→ **Written request**
Write these lines as a JSON list of strings, one string per line, with blank lines left out.

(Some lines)
⁂
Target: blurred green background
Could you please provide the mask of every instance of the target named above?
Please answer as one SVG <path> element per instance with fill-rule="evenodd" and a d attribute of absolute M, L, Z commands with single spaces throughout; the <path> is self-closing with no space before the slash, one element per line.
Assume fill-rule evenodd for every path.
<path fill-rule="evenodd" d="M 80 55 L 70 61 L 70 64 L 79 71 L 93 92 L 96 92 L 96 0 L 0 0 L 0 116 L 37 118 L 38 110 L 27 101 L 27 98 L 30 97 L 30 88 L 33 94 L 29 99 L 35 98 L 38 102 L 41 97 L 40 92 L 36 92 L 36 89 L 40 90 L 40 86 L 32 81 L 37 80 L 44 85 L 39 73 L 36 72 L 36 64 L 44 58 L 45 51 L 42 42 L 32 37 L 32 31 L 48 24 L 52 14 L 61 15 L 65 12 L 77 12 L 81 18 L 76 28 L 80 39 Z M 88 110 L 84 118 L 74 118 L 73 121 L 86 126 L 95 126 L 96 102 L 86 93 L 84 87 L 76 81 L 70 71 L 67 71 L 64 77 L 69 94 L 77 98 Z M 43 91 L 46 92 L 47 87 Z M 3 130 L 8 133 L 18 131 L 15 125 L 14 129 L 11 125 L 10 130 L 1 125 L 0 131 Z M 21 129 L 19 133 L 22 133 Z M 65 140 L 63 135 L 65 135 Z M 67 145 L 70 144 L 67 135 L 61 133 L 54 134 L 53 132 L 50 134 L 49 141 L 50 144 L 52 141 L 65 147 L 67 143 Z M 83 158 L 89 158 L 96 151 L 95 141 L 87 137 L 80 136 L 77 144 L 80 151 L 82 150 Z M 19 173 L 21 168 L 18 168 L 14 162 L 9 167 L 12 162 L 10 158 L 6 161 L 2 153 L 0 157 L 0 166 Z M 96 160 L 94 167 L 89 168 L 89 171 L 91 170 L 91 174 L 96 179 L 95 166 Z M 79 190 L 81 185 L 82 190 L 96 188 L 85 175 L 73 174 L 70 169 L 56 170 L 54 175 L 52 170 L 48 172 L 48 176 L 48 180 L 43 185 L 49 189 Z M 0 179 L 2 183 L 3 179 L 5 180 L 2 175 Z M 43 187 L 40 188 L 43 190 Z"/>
⁂
→ **Solved exercise**
[
  "Target: blurred green background",
  "Could you please provide the mask of every instance of the target named above?",
  "Please answer as one SVG <path> element per instance with fill-rule=\"evenodd\" and a d attribute of absolute M, L, Z commands with single spaces throughout; the <path> is self-closing with no space before the slash, one element per line.",
  "Assume fill-rule evenodd for every path.",
  "<path fill-rule=\"evenodd\" d=\"M 80 55 L 70 61 L 70 64 L 79 71 L 93 92 L 96 92 L 96 0 L 0 0 L 0 116 L 37 118 L 38 110 L 27 101 L 27 98 L 30 97 L 30 88 L 33 94 L 29 99 L 35 98 L 38 102 L 41 97 L 40 92 L 36 92 L 36 89 L 40 90 L 40 86 L 32 81 L 37 80 L 44 85 L 39 73 L 36 72 L 36 64 L 44 58 L 45 51 L 42 42 L 32 37 L 32 31 L 48 24 L 52 14 L 61 15 L 65 12 L 77 12 L 81 18 L 76 28 L 80 39 Z M 88 110 L 84 118 L 74 118 L 73 121 L 86 126 L 95 126 L 96 102 L 86 93 L 84 87 L 76 81 L 70 71 L 67 71 L 64 77 L 69 94 L 77 98 Z M 43 91 L 46 92 L 47 87 Z M 3 130 L 8 133 L 18 131 L 15 125 L 14 129 L 11 125 L 10 130 L 1 125 L 0 131 Z M 21 129 L 19 133 L 22 133 Z M 65 140 L 63 135 L 65 135 Z M 67 145 L 70 144 L 67 135 L 61 133 L 54 134 L 53 132 L 50 134 L 49 141 L 50 144 L 52 141 L 65 147 L 67 143 Z M 83 158 L 89 158 L 96 151 L 95 141 L 87 137 L 80 136 L 77 144 L 80 151 L 82 150 Z M 19 173 L 21 168 L 18 168 L 14 162 L 9 167 L 12 162 L 10 158 L 6 161 L 2 153 L 0 157 L 0 166 Z M 96 160 L 94 167 L 89 168 L 89 171 L 91 170 L 91 174 L 96 179 L 95 166 Z M 79 190 L 81 185 L 82 190 L 96 188 L 85 175 L 73 174 L 70 169 L 56 170 L 54 175 L 52 170 L 48 172 L 48 176 L 48 180 L 43 185 L 49 189 Z M 0 179 L 2 183 L 3 179 L 5 180 L 2 175 Z M 43 187 L 40 188 L 43 190 Z\"/>"
]